§ Objective
Find every line in the listing below that contains the string "crane", and copy each of those lines. Treat uppercase and lowercase as different.

Excerpts from a detection dataset:
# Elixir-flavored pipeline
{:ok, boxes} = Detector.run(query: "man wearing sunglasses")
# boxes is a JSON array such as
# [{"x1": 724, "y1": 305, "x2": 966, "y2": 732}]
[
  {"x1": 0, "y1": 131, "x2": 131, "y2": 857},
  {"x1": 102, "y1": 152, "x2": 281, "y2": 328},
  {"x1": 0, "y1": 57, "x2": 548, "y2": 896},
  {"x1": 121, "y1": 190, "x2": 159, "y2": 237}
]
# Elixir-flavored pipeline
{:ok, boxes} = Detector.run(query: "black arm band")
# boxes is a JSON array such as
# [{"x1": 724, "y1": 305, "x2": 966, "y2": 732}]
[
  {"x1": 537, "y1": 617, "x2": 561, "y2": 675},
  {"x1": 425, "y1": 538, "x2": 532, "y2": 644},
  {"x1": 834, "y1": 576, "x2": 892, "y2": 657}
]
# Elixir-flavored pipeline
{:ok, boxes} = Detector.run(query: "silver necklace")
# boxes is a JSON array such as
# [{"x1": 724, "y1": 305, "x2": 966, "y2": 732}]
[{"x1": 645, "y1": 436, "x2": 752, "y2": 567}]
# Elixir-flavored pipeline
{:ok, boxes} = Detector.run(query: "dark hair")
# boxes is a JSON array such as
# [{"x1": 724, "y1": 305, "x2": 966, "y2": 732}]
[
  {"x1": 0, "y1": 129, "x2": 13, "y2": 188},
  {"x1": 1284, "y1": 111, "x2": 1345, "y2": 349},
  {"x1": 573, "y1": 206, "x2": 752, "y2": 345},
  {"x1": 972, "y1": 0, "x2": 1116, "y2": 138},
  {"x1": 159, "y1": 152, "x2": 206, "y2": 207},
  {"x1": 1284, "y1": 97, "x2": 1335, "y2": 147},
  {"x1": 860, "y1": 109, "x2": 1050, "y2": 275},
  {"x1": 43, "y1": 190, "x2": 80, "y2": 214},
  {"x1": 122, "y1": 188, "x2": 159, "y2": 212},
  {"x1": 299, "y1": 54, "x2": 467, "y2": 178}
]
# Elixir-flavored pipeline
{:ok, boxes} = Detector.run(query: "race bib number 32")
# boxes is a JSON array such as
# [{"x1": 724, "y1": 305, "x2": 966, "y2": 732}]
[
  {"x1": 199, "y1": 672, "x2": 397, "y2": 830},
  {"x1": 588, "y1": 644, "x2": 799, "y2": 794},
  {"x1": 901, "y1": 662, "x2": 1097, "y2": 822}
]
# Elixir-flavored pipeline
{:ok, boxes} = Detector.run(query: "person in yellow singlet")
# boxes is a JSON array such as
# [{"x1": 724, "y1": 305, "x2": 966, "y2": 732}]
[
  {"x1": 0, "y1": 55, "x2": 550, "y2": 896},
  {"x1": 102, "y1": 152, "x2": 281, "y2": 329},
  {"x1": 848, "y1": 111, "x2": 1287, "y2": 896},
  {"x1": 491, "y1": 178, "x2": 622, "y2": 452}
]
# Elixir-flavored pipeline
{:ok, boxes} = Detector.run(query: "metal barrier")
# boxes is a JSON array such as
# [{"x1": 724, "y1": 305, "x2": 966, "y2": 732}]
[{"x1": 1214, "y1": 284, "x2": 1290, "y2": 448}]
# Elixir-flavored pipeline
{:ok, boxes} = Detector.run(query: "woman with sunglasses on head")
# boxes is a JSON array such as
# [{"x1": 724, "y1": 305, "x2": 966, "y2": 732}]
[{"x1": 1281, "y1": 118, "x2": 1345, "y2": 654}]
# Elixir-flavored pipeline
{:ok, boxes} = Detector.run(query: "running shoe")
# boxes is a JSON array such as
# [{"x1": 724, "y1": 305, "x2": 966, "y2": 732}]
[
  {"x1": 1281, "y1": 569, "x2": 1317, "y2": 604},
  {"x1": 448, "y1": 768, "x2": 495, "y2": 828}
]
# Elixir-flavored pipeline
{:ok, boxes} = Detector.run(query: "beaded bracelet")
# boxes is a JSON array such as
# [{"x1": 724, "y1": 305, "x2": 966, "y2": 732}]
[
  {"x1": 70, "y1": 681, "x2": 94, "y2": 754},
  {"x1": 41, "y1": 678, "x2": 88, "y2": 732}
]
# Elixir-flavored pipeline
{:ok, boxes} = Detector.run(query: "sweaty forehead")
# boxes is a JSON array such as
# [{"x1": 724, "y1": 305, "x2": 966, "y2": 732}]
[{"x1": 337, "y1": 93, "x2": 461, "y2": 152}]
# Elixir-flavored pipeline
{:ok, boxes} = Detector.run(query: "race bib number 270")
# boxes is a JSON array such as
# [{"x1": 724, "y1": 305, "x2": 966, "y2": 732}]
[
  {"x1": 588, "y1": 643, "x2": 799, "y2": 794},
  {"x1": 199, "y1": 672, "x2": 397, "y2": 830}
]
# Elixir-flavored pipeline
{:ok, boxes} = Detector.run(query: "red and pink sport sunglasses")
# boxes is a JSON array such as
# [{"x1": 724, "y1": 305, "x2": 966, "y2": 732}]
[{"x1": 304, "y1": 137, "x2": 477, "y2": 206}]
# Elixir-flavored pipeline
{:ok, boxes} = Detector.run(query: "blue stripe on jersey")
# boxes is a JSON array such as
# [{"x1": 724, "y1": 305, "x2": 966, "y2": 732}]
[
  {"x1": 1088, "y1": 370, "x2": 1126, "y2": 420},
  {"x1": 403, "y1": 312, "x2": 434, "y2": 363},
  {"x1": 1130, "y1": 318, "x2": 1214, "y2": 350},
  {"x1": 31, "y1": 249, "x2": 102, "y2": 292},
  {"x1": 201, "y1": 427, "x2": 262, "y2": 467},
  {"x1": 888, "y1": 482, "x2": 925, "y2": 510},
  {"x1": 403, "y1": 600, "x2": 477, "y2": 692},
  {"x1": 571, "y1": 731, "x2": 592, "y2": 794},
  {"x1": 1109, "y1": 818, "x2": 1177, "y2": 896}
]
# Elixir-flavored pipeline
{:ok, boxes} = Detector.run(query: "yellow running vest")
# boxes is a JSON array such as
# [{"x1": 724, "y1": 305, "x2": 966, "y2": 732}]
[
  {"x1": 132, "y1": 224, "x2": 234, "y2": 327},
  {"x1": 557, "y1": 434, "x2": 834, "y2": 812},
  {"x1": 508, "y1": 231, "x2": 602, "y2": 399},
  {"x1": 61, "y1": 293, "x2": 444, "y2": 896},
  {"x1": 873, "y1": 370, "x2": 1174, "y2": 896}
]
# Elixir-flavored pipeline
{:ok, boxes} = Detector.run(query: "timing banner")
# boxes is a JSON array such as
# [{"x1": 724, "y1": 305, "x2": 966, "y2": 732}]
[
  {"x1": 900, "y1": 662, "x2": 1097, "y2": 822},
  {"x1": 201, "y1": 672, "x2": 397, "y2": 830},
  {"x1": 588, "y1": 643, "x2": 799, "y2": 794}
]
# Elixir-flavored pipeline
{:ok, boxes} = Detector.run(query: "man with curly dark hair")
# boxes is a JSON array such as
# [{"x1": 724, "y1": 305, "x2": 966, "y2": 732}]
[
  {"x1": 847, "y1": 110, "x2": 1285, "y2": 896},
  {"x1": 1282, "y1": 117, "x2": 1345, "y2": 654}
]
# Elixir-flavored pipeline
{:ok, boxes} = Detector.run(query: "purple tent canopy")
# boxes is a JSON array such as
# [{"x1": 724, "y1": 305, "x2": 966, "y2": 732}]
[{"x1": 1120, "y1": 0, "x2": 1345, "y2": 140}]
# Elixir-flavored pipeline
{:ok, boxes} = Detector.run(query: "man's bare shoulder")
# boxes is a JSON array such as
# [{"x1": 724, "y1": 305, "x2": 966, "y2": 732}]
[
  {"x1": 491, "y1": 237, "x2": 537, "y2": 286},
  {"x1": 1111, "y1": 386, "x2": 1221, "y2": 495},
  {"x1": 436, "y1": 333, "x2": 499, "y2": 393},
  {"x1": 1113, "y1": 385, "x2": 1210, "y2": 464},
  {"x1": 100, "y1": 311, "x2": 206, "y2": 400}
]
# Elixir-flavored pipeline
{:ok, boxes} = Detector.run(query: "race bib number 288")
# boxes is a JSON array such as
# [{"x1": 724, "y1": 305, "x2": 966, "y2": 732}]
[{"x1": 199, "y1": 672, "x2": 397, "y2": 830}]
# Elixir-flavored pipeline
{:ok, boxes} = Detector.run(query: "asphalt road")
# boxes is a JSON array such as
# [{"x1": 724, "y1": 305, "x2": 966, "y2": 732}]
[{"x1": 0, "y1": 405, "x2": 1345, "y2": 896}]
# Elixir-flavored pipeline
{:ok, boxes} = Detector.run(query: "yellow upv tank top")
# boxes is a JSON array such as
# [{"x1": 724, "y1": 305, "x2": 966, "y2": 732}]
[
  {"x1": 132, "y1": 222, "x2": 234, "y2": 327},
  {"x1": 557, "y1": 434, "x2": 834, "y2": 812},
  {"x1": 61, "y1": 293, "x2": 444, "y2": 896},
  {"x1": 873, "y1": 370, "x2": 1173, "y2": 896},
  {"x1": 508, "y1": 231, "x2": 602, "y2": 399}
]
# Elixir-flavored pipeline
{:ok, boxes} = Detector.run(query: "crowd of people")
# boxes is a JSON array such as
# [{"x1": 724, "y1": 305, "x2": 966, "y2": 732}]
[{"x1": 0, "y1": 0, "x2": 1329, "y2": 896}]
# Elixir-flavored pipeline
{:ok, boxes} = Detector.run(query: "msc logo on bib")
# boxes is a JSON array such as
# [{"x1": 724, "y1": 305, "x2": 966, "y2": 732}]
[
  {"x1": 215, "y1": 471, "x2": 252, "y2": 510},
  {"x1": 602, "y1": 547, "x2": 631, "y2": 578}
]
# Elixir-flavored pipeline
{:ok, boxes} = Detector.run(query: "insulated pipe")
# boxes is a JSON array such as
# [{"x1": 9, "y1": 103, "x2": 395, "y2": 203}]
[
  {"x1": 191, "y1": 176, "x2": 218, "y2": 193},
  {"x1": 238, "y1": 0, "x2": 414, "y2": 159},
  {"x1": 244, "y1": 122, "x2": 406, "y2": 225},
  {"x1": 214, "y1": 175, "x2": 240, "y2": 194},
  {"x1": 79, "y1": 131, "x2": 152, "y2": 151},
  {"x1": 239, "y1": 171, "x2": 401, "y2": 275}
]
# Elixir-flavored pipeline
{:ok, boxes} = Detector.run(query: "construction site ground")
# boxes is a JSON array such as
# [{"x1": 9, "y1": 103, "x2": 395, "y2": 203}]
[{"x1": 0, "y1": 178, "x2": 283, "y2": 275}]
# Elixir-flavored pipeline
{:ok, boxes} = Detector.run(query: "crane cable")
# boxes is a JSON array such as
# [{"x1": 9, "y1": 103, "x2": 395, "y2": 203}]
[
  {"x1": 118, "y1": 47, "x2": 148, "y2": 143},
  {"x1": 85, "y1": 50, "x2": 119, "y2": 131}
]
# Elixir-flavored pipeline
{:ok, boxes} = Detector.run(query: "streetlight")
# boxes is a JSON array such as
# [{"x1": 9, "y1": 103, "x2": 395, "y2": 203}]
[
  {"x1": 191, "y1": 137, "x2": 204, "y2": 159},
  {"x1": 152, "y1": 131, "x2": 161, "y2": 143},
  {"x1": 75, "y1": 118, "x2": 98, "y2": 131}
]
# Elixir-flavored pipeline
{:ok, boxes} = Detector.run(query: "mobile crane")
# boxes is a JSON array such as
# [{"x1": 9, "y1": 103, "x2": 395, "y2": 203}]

§ Output of the exercise
{:ok, boxes} = Detector.run(query: "crane cable")
{:ok, boxes} = Detector.run(query: "mobile crane")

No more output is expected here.